START INFORMATION SUPPLIED

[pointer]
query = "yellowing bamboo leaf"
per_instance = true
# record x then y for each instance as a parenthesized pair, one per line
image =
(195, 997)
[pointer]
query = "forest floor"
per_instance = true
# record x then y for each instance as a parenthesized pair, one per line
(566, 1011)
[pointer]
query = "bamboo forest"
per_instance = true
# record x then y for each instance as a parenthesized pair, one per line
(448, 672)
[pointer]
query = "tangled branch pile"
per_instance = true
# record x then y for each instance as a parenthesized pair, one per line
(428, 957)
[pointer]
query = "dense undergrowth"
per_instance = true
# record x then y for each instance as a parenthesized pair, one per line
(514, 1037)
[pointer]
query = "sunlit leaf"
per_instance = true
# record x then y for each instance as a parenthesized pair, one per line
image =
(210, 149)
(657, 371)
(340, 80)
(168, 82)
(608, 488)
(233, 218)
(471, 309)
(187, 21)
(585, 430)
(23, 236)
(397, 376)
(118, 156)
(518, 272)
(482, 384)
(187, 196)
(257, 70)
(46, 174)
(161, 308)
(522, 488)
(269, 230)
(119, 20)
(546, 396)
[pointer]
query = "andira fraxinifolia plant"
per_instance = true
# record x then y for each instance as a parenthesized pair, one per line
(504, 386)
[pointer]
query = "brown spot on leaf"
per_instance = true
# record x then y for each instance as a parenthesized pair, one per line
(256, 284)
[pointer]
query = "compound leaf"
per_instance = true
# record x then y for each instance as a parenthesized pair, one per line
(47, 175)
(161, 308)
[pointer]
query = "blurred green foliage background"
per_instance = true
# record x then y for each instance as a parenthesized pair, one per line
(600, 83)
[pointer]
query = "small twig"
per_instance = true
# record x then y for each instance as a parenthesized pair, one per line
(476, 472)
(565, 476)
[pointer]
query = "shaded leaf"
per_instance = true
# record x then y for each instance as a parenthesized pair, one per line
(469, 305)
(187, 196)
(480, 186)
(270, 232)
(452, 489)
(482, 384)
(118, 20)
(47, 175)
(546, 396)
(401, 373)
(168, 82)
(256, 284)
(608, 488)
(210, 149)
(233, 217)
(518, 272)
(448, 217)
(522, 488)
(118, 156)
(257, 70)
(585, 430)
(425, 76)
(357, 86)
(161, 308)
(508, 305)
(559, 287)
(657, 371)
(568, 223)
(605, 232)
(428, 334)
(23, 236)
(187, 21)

END INFORMATION SUPPLIED

WHAT NEEDS TO BE DONE: Locate each line in the listing above that contains the word "bamboo", and copy those lines.

FINAL RESULT:
query = "yellowing bamboo leaf"
query = "bamboo forest"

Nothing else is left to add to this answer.